◆ **記事**
>>>>

わが国の景気ですが、生産から所得、支出へという前向きの循環メカ
ニズムが引き続き働いており、総括判断としては、これまでと同様、「緩やか
に回復している」としました。
海外経済は、新興国の一部で緩慢な動きもみられていますが、米国が
緩やかな回復を続け、中国も安定した成長を続けるなど、全体として緩やかに
持ち直しています。そうしたもとで、輸出は持ち直し傾向にあります。設備投
資は、企業収益が改善する中で、持ち直しています。公共投資は増加を続けて
おり、住宅投資も消費税率引き上げ前の駆け込み需要もあって増加しています。
個人消費は、雇用・所得環境が改善する中で、引き続き底堅く推移しています。
以上の内外需要を反映して、鉱工業生産は緩やかに増加しており、サービスや
建設など非製造業の活動も引き続き堅調に推移しています。
先日公表した 12 月短観の結果をみますと、企業の業況感は、広がり
を伴いつつ改善を続けています。製造業・非製造業、大企業・中堅企業・中小
企業と、どの区分でみても業況判断が「良い」超となったのは、91 年 11 月以
来のことです。2013 年度の事業計画についても、経常利益が大幅に上方修正さ
れる中で、設備投資をしっかりと増加させる計画となっています。雇用人員判
1
断をみると、非製造業を中心に雇用の不足感は一段と強まっています。

<<<<

◆ **課題 1**
景気に関する記事で、わが国の景気の総括判断はどのような表現とされていますか。
◆ **課題 2**
景気に関する記事の最後の文に続けて、記事を書き進めてください。
この記事のあとに並ぶ行は、作業には使いません。

◆ **記録データ**

>>>>

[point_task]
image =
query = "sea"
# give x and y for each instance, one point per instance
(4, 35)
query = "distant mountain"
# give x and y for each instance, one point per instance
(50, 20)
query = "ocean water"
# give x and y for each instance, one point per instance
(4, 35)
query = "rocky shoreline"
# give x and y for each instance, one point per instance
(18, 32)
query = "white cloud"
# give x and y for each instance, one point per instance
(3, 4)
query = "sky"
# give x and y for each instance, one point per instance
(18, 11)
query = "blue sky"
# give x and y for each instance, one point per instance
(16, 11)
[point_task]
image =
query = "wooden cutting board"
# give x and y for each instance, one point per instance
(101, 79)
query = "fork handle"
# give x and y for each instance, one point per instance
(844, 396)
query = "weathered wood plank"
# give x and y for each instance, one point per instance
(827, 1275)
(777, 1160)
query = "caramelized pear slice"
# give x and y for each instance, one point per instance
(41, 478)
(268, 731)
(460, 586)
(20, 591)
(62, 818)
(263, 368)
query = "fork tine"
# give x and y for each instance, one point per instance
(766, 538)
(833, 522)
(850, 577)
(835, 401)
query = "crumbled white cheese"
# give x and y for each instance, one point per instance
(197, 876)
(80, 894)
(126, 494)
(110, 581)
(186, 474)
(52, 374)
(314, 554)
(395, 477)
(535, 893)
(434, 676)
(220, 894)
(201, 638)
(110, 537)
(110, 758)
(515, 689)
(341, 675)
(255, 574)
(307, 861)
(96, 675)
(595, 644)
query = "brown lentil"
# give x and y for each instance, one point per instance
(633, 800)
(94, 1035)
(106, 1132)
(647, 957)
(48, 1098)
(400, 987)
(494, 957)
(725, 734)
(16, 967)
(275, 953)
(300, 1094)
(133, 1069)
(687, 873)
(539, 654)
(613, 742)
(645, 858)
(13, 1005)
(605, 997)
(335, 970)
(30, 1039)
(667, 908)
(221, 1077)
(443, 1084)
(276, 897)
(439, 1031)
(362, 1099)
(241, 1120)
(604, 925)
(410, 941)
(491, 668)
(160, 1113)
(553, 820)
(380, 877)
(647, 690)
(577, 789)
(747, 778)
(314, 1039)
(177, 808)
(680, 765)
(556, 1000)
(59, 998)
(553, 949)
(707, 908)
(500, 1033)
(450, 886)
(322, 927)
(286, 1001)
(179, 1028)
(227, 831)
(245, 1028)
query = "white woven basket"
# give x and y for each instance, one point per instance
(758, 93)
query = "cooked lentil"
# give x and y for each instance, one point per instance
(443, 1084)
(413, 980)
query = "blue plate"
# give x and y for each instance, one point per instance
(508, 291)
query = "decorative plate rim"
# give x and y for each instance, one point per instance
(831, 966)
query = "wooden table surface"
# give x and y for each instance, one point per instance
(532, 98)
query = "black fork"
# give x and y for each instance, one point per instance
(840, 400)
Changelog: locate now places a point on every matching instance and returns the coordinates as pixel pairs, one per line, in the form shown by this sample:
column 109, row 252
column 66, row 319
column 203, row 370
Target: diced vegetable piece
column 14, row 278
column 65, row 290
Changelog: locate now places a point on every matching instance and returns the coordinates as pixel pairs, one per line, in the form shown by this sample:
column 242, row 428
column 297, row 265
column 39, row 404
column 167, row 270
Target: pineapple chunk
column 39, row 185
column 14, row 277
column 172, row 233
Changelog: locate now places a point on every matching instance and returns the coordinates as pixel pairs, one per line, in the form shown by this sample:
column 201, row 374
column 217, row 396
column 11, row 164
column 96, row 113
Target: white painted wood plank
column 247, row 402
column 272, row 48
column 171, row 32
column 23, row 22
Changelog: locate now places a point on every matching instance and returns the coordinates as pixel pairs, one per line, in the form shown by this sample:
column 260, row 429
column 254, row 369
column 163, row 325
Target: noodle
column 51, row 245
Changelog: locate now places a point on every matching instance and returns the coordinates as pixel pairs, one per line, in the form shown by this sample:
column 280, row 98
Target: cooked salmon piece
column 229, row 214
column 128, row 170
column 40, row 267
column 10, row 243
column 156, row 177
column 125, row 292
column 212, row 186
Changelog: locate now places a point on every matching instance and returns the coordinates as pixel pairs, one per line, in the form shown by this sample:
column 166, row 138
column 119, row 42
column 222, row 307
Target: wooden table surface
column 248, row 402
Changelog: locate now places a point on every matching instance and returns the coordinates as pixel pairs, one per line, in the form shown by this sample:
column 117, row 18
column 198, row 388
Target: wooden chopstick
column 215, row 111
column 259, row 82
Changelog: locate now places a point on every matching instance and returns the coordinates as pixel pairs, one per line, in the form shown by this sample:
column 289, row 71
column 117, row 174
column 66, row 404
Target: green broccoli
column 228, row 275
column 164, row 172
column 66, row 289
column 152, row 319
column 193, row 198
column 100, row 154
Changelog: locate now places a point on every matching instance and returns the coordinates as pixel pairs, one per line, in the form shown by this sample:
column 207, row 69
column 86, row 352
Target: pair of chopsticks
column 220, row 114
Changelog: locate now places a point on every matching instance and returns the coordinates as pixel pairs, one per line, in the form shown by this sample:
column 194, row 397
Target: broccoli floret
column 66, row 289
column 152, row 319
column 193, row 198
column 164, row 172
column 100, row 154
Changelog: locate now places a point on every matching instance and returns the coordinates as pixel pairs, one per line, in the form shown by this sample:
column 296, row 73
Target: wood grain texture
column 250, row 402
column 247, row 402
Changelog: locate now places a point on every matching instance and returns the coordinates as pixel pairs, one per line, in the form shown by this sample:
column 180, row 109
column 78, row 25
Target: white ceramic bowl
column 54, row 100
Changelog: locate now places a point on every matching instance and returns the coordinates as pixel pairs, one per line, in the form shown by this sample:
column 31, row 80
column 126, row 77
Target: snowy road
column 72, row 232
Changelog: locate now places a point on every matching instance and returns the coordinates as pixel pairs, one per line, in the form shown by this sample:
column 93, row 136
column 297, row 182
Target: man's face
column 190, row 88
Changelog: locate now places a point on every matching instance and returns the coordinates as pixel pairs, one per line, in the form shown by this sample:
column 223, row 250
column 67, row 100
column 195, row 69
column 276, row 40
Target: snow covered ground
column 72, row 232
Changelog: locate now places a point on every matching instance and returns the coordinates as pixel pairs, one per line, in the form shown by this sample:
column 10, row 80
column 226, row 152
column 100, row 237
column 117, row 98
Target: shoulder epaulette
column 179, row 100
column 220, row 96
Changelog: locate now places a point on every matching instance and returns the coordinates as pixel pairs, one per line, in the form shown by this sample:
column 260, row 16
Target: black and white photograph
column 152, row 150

<<<<

◆ **解答 1**
これまでと同様、「緩やかに回復している」とされています。

◆ **解答 2**
この間、わが国の金融環境は、緩和した状態にあります。銀行貸出残
高の前年比は、プラス幅を緩やかに拡大しており、最近は 2%台半ばのプラス
となっています。企業の資金繰りは、企業規模を問わず改善した状態にありま
す。
物価面では、生鮮食品を除く消費者物価の前年比は、上昇品目の広が
りを伴いながらプラス幅の拡大を続けており、10 月は+0.9%となっています。
除く食料・エネルギーの前年比も改善を続けており、10 月は+0.3%と、98 年
8 月以来の伸び率となっています。予想物価上昇率は、全体としてみれば上昇
していると判断されます。
先行きのわが国経済については、消費税率引上げに伴う駆け込み需要
とその反動の影響を受けつつも、基調的には緩やかな回復を続けていくとみら
れます。物価面では、消費者物価の前年比は、当面、プラス幅を拡大し、年内
には+1%を若干上回る可能性が高いとみています。
リスク要因をみますと、欧州債務問題の今後の展開、新興国・資源国
経済の動向、米国経済の回復ペースなど、日本経済を巡る不確実性は引き続き
大きく、今後の展開には注意していく必要があると考えています。
以上のように、「量的・質的金融緩和」のもとで、実体経済や金融市
場、人々のマインドや期待など、好転の動きが幅広くみられており、わが国経
済は 2%の「物価安定の目標」の実現に向けた道筋を順調に辿っています。
今後とも、日本銀行は、2%の「物価安定の目標」の実現を目指し、
これを安定的に持続するために必要な時点まで、「量的・質的金融緩和」を継
続します。その際、経済・物価情勢について上下双方向のリスク要因を引き続
き点検し、必要な調整を行っていくという方針に変わりはありません。
(問) 先日、FRBが量的緩和の縮小を決めました。直後のマーケットの反
応は比較的無難だったといいますか、好感した感じでしたが、日本経済や世界
経済に今後与える影響をどのようにご覧になっていますか。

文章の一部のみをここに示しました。